US Congress Must Stop the Dumping of Raw Sewage Into Our Waters!

  • by: Susan V
  • recipient: US Congress and EPA

Last year the Clean Water Act (CWA) celebrated 40 years working to clean up America’s waterways, still falling far short of its original goal. But how can the goal ever be reached if cities still dump billions of tons of raw sewage into rivers, lakes and streams?

Even the small city of Thomasville, North Carolina dumped nearly 20 million gallons of raw sewage in the Yadkin River in the last four years. Nearby Salisbury added nearly a fifth that amount in just the last weeks!

Caused mostly by aging sewage systems, this problem is not isolated - it’s nationwide. A group of six upstate New York cities just pledged to stop the trashing of the Hudson River, which has borne the brunt of a billion gallons of raw sewage annually. Seattle agreed to fix a system that spilled 154 million gallons in 2012. But even the billions New England has paid to fix its systems hasn’t stopped massive discharges there.

▶ _Instructions to follow_: Return the part of the raw sewage petition between "US Congress Must" and "lakes and streams?", inclusive, copied word for word.

▶ _Dataset excerpts_:
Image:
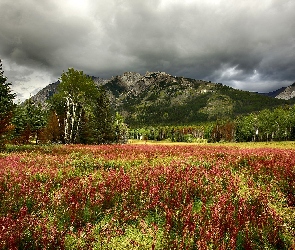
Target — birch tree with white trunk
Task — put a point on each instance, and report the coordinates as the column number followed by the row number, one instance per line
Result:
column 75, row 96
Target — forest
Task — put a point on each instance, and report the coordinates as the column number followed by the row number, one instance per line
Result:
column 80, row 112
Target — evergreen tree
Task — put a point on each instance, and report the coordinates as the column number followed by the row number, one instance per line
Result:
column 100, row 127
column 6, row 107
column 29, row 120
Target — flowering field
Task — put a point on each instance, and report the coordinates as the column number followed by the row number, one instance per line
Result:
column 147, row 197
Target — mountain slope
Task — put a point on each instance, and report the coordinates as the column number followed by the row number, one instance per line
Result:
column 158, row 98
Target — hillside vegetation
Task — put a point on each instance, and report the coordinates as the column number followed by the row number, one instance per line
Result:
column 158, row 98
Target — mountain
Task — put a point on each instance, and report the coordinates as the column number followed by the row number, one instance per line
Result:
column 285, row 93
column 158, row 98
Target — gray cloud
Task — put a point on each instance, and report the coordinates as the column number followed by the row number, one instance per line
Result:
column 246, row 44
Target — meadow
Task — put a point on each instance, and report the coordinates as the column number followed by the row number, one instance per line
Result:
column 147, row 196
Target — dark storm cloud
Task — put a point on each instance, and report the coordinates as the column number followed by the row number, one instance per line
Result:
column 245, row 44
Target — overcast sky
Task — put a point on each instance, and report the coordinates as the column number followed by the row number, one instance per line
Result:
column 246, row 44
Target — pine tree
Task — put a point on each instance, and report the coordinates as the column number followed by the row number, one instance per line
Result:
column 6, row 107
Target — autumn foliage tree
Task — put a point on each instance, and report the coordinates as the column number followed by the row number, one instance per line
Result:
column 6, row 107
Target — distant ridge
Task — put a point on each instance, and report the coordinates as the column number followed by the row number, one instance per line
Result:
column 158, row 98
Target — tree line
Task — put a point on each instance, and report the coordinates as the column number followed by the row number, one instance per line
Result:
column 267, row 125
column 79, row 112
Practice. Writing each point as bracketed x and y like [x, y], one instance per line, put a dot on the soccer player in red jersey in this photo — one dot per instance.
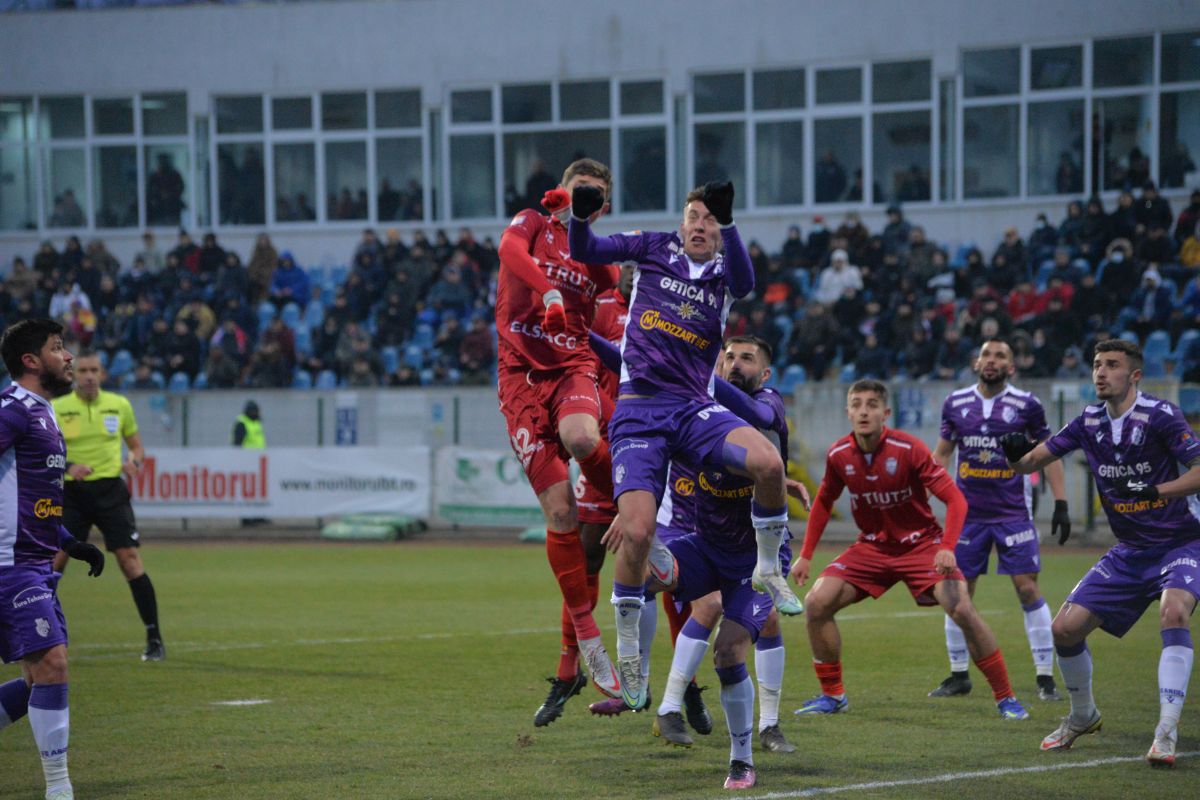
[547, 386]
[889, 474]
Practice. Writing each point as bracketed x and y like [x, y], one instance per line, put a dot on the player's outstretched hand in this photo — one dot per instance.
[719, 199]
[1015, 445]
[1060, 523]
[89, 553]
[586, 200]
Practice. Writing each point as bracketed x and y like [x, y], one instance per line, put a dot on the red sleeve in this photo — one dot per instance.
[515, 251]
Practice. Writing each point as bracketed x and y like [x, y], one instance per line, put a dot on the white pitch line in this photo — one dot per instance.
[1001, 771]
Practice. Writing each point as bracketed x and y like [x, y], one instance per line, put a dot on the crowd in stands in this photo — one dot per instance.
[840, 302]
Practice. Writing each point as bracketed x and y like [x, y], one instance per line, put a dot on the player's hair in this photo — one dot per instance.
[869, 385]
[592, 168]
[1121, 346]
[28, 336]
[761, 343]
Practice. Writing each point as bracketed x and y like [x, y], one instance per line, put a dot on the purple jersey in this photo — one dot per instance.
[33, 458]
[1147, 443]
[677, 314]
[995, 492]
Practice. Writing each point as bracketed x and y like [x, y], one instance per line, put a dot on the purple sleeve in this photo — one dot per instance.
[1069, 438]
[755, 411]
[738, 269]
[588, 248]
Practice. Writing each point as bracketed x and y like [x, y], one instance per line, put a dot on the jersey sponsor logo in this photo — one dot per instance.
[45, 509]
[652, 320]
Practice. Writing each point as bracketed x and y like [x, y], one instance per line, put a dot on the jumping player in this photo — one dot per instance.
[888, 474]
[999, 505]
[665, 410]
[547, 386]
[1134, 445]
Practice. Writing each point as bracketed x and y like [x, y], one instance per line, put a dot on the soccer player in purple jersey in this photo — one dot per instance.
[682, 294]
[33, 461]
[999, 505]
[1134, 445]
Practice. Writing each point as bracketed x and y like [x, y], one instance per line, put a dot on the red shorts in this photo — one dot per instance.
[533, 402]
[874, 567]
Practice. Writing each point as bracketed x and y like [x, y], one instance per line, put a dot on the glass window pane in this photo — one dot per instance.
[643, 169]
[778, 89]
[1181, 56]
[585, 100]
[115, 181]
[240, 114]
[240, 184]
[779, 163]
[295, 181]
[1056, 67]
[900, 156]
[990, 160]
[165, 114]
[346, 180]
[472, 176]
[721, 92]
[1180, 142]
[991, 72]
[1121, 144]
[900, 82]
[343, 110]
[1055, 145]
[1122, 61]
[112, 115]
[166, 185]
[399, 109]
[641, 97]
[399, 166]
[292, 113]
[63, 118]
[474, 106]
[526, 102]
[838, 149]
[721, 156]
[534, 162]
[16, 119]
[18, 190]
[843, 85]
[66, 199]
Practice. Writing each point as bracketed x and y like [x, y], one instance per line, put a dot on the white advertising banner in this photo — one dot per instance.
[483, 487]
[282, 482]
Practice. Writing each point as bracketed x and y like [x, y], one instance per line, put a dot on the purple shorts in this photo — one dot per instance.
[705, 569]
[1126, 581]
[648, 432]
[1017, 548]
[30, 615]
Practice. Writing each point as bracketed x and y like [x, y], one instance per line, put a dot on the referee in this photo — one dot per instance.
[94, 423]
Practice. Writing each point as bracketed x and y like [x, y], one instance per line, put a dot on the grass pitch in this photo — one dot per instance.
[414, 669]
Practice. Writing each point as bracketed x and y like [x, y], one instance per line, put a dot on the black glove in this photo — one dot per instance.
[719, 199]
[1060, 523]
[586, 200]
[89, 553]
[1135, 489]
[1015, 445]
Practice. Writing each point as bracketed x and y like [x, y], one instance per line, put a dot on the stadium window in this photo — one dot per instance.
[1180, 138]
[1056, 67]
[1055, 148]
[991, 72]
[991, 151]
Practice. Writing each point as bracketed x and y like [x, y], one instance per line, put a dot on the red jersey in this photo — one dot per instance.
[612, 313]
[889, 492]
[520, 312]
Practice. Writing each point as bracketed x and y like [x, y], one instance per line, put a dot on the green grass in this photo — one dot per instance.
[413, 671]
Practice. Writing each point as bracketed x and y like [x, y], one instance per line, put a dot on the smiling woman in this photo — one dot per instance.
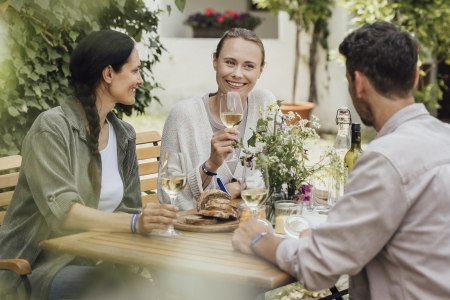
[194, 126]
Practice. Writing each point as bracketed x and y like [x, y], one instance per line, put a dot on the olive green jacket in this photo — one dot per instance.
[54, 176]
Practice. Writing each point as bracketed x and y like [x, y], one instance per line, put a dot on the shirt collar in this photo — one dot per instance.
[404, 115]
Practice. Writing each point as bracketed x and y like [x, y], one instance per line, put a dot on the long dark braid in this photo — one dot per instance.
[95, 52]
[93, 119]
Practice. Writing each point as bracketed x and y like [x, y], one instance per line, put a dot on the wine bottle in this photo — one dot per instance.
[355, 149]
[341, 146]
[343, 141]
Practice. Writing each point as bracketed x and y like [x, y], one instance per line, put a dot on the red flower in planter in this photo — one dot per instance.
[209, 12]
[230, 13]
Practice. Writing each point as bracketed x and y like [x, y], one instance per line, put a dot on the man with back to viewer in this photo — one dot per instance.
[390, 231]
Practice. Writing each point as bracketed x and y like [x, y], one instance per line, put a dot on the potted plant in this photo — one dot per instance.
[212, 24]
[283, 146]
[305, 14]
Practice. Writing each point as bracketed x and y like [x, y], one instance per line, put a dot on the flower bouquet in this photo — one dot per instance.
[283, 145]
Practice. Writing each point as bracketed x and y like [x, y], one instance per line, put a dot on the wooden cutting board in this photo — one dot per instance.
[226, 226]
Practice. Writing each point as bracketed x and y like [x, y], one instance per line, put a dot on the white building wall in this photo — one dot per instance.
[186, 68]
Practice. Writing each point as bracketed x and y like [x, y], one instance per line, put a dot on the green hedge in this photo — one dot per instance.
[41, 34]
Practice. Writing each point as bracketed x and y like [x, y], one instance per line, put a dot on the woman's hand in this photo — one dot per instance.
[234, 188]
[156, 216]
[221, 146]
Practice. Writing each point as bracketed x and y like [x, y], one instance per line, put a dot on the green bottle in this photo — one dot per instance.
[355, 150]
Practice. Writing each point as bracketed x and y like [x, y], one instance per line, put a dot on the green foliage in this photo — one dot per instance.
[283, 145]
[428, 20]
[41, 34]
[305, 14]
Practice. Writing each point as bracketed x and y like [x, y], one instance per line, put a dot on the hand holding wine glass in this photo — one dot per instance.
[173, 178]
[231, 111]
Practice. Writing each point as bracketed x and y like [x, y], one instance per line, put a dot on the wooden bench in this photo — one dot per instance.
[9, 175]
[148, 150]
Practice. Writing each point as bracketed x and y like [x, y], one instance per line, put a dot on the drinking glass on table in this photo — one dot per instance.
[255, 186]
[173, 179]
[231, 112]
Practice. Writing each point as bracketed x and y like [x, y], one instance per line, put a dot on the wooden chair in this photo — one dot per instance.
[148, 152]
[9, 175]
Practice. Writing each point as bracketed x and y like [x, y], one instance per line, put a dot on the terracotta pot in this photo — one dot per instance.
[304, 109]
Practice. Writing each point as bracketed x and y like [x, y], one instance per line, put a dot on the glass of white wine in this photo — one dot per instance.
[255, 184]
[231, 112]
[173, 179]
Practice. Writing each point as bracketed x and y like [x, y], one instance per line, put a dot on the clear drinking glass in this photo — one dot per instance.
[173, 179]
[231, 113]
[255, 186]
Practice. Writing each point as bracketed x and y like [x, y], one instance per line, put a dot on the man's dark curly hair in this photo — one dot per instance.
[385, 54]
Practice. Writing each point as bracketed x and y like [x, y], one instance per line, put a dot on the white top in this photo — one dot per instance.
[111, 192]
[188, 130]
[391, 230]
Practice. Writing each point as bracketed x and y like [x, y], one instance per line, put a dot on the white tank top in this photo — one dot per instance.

▶ _Answer space_:
US Congress Must Stop the Dumping of Raw Sewage Into Our Waters!

  • by: Susan V
  • recipient: US Congress and EPA

Last year the Clean Water Act (CWA) celebrated 40 years working to clean up America’s waterways, still falling far short of its original goal. But how can the goal ever be reached if cities still dump billions of tons of raw sewage into rivers, lakes and streams?